● **Problem to solve**
The complete set of records below must be repeated precisely as given.

● **Raw data**
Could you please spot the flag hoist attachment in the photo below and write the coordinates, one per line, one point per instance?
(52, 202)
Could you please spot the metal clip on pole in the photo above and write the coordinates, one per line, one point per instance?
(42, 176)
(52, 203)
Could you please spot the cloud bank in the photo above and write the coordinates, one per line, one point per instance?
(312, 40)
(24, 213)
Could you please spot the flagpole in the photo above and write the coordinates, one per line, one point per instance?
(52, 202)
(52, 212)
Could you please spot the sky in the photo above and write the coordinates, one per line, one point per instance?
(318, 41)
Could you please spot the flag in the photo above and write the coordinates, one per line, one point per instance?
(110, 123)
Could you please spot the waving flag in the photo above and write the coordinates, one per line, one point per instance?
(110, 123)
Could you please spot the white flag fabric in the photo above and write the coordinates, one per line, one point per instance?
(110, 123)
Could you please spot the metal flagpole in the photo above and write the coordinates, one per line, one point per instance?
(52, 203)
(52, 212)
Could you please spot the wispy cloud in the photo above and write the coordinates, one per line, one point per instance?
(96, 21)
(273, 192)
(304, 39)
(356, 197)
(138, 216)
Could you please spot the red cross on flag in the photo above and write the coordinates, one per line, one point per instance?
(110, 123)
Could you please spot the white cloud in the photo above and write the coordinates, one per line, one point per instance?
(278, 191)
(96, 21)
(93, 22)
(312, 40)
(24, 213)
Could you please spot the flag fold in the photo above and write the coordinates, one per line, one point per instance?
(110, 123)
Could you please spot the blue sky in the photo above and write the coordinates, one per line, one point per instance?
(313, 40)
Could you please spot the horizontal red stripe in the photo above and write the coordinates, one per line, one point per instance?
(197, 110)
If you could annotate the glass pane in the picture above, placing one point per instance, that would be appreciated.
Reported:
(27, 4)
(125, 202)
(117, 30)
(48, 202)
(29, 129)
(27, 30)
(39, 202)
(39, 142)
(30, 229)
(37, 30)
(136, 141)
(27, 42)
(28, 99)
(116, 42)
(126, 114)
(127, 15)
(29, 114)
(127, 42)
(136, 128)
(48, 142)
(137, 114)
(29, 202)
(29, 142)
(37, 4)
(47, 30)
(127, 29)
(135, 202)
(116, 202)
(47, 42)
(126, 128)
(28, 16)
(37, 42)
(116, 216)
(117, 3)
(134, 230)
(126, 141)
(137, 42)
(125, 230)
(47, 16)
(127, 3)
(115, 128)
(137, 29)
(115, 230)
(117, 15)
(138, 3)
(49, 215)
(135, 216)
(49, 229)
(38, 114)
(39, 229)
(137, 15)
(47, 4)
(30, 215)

● **Result**
Could you please spot the flag hoist attachment in the photo below and write the coordinates, one per line, one point per instance?
(52, 202)
Could you please spot the metal clip on pole in the photo above and write the coordinates, one per line, one point per instance?
(42, 176)
(52, 203)
Could you please spot the cloud bank in the photo above and write the coordinates, one per line, one point per instance?
(312, 40)
(24, 213)
Could you please spot the flagpole in the photo above and write the coordinates, one per line, one point per instance?
(52, 202)
(52, 212)
Could you please spot the sky in the photo above and write the coordinates, one per line, one point per instance?
(318, 41)
Could you please spot the flag in the photo above and write the coordinates, one per line, one point per instance?
(110, 123)
Could you please spot the waving flag in the photo above and write the coordinates, one per line, one point per instance?
(110, 123)
Could you please spot the white flag fabric in the photo above and write the coordinates, one per line, one point per instance?
(110, 123)
Could you please spot the metal flagpole in the photo above and write the coordinates, one per line, one point per instance?
(52, 203)
(52, 212)
Could you please spot the wispy cloud in the photo above and write the coordinates, one per line, one point per instance?
(96, 21)
(273, 192)
(304, 39)
(356, 197)
(138, 216)
Could you please spot the red cross on flag in the photo above and write the coordinates, one per line, one point per instance?
(110, 123)
Could you please spot the white cloud in the photo above and write the coordinates, one per line, one point per instance?
(278, 191)
(96, 21)
(93, 22)
(312, 40)
(24, 213)
Could you please spot the flag fold in the photo above and write the coordinates, one per line, one point per instance?
(110, 123)
Could you please spot the blue sky in the photo above and write the coordinates, one per line, one point per instance?
(313, 40)
Could you please spot the horizontal red stripe in the photo above and write the coordinates, one per line, one point per instance?
(197, 110)
If you could annotate the glass pane in the picture above, placing one point per instance, that would be appreciated.
Reported:
(27, 4)
(125, 202)
(117, 30)
(48, 202)
(29, 129)
(27, 30)
(39, 202)
(39, 142)
(30, 229)
(37, 30)
(136, 141)
(27, 42)
(28, 99)
(116, 42)
(126, 114)
(127, 15)
(29, 114)
(127, 42)
(136, 128)
(48, 142)
(137, 114)
(29, 202)
(29, 142)
(37, 4)
(47, 30)
(127, 29)
(135, 202)
(116, 202)
(47, 42)
(126, 128)
(28, 16)
(37, 42)
(116, 216)
(117, 3)
(134, 230)
(126, 141)
(137, 42)
(125, 230)
(47, 16)
(127, 3)
(115, 128)
(137, 29)
(115, 230)
(117, 15)
(138, 3)
(49, 215)
(135, 216)
(49, 229)
(38, 114)
(39, 229)
(137, 15)
(47, 4)
(30, 215)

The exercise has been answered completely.